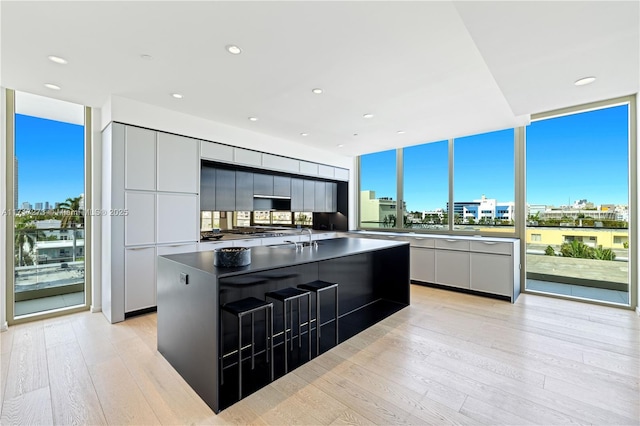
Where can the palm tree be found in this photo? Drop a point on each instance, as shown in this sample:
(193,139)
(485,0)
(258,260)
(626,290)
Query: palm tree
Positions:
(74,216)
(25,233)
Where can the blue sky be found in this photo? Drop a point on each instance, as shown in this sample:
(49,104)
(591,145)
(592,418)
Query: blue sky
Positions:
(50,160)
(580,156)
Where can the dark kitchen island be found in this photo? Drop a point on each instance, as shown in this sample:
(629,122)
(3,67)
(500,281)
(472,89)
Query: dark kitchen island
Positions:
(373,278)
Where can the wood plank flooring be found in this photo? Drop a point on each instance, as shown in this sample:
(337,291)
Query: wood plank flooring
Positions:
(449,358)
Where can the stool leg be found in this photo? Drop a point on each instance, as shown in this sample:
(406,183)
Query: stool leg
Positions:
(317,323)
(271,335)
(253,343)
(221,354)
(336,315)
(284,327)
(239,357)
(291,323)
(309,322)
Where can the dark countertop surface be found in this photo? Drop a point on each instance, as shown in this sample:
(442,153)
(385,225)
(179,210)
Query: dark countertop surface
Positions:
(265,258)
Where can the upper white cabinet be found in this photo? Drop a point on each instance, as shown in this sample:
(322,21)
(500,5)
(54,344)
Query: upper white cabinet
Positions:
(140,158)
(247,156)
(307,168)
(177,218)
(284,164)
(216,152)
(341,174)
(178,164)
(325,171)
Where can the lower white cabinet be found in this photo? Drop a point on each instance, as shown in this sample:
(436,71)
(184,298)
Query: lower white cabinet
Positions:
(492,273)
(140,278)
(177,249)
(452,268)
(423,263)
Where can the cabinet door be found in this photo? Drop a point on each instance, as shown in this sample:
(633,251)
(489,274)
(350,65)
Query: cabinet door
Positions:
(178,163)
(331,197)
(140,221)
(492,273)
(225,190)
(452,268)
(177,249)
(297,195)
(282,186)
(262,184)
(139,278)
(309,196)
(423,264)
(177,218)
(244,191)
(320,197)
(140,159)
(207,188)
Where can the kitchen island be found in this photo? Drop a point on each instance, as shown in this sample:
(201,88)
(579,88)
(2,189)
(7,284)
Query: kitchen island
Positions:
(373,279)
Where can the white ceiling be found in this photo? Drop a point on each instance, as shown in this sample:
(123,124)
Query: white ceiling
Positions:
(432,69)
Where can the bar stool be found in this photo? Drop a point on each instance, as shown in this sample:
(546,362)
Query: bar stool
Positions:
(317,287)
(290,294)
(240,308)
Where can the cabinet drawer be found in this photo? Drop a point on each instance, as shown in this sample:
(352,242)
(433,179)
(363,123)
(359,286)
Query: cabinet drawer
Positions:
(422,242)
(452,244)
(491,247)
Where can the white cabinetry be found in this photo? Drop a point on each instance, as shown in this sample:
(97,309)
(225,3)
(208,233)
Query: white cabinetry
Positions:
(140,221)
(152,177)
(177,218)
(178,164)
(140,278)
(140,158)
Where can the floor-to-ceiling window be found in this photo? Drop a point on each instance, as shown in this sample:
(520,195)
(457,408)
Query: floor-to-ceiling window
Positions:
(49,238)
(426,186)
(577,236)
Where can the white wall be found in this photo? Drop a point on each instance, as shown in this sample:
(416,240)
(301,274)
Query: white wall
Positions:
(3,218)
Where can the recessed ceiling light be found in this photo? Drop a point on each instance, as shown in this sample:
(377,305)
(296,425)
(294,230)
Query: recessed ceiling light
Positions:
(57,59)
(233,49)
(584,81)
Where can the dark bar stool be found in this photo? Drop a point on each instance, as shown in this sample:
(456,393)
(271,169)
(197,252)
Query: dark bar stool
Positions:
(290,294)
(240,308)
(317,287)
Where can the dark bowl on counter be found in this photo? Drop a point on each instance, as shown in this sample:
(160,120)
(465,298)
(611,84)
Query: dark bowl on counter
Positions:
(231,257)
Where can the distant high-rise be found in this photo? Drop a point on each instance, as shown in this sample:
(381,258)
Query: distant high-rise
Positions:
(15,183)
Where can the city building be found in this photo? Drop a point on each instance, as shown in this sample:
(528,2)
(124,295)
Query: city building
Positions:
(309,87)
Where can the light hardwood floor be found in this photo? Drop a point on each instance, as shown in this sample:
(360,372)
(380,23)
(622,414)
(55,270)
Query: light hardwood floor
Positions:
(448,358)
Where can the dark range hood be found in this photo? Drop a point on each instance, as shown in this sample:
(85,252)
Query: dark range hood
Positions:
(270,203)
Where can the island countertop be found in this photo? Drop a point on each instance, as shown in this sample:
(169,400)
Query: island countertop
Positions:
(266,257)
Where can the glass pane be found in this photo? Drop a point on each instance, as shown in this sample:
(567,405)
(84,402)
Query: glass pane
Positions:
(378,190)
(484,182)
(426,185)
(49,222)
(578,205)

* * *

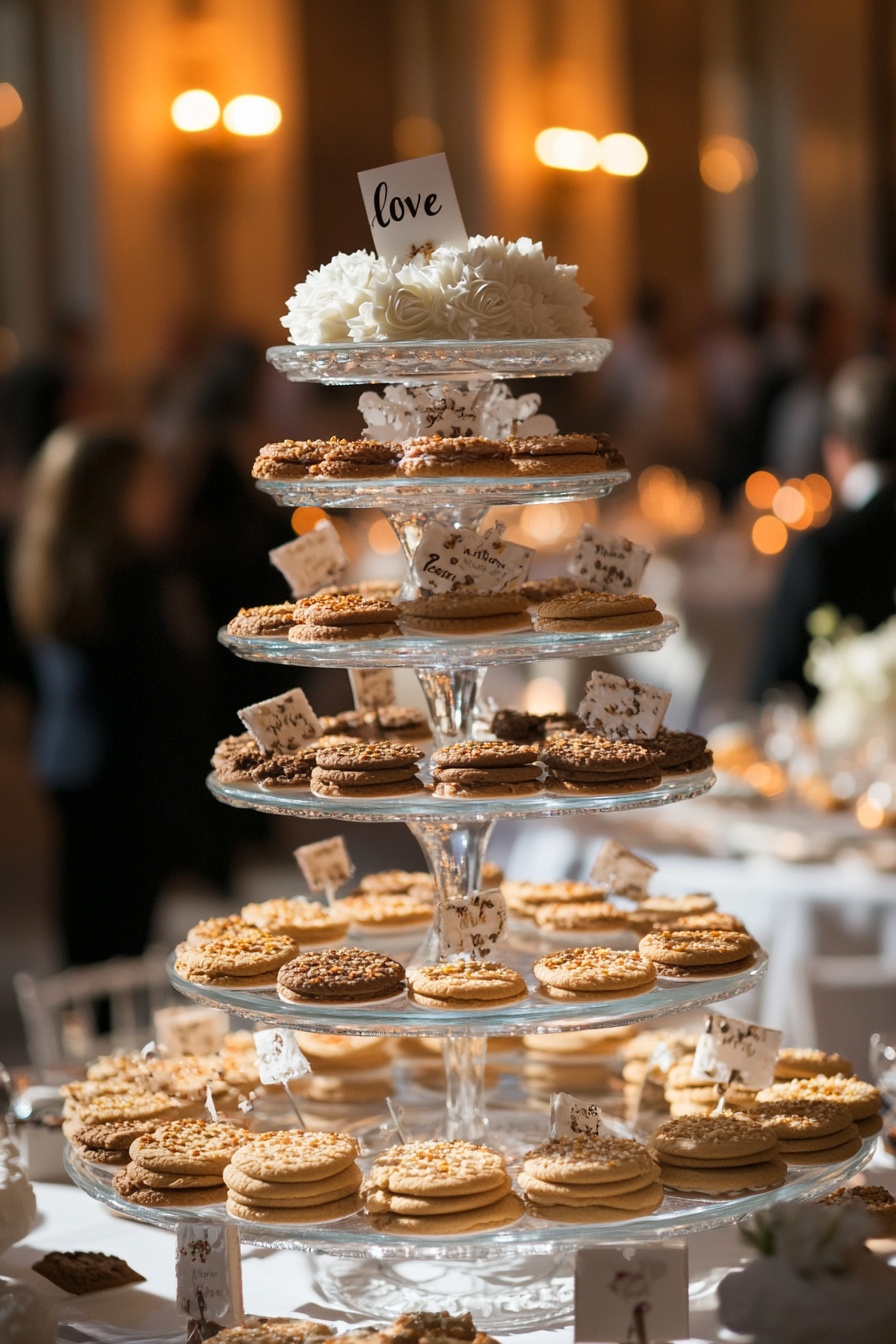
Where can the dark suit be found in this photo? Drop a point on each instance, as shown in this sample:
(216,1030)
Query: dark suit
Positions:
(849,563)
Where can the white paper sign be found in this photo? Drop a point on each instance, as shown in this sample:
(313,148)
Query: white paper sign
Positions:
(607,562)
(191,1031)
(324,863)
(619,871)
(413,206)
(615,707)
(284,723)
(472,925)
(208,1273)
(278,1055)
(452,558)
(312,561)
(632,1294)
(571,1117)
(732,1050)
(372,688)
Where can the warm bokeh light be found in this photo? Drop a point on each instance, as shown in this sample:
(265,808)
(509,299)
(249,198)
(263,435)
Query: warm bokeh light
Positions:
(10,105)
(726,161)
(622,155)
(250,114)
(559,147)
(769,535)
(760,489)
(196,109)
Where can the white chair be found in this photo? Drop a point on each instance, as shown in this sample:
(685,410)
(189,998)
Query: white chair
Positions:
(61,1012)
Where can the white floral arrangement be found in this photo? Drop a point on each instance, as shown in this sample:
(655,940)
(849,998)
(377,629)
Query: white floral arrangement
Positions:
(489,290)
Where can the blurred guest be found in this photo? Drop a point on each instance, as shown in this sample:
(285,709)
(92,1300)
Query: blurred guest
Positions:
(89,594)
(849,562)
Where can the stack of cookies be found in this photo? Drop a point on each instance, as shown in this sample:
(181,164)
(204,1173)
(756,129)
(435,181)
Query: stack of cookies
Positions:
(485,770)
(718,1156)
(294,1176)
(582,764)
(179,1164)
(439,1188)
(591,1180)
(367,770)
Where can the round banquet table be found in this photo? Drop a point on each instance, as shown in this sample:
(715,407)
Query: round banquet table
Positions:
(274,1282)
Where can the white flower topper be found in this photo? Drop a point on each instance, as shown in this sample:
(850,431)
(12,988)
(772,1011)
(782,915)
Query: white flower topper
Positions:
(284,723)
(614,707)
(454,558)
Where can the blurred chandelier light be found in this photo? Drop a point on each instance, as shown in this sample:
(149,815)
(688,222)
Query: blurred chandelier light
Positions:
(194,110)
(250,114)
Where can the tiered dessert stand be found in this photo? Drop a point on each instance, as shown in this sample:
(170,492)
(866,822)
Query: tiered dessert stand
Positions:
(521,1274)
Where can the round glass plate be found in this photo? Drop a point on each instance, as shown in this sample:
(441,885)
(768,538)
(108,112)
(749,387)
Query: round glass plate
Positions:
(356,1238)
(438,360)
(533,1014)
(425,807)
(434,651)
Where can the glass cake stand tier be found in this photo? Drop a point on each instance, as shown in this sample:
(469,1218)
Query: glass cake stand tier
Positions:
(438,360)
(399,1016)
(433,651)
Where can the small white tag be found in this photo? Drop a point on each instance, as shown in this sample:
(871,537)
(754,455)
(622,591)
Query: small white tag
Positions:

---

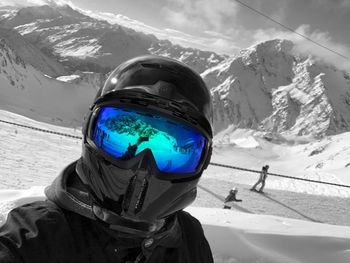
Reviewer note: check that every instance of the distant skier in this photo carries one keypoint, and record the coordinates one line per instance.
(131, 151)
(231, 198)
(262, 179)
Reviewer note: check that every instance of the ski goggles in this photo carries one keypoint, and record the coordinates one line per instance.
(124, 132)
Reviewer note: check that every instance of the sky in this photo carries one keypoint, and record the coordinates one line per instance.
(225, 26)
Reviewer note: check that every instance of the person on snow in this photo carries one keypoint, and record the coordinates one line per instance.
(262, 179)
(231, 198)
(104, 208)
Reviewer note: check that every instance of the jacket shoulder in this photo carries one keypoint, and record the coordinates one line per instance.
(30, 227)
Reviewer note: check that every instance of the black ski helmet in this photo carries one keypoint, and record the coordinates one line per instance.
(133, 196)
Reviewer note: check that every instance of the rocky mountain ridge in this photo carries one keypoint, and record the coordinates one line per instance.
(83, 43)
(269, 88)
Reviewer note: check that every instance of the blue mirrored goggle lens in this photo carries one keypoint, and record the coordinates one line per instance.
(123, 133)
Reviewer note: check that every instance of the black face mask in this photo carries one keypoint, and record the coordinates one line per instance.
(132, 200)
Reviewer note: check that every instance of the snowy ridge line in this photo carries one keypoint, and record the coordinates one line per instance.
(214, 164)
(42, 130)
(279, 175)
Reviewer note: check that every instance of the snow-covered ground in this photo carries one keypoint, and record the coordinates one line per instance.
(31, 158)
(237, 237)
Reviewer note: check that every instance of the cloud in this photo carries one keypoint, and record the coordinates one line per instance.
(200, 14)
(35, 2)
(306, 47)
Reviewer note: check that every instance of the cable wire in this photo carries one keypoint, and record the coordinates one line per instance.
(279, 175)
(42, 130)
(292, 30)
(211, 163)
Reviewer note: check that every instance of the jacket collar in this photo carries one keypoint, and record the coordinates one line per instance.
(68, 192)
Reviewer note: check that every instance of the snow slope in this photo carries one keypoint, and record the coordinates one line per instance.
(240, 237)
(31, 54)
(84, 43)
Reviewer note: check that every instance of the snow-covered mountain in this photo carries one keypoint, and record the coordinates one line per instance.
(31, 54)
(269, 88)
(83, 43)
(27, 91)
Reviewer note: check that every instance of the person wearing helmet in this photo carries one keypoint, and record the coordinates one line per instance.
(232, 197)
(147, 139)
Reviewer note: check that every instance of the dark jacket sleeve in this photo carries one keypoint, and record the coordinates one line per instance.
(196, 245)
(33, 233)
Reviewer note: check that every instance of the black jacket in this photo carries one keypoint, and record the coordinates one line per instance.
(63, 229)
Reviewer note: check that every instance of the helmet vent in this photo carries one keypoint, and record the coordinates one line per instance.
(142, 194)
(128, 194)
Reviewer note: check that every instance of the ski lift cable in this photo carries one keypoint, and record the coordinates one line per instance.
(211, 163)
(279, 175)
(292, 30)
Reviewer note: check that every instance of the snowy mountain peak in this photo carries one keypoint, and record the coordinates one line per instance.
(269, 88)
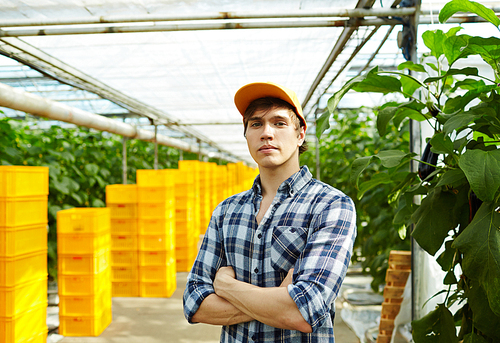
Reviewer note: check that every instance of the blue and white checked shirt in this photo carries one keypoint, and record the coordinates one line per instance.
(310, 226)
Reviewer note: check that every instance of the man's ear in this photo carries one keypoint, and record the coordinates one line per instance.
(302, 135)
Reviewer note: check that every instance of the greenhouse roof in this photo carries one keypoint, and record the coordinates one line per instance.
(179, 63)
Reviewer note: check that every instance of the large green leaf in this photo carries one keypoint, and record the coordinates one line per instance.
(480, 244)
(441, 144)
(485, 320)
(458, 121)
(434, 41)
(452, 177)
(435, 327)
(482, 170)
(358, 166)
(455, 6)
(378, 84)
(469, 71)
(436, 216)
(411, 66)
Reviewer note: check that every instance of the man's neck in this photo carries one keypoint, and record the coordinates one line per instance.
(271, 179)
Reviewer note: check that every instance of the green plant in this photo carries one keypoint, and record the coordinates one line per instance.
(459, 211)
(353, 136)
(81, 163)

Request:
Show each line of the items above that contains the string "high". Case matters.

Correct output:
Where can the distant high-rise be found in this photo? Drop a point on each instance, as shown in this sample:
Query: distant high-rise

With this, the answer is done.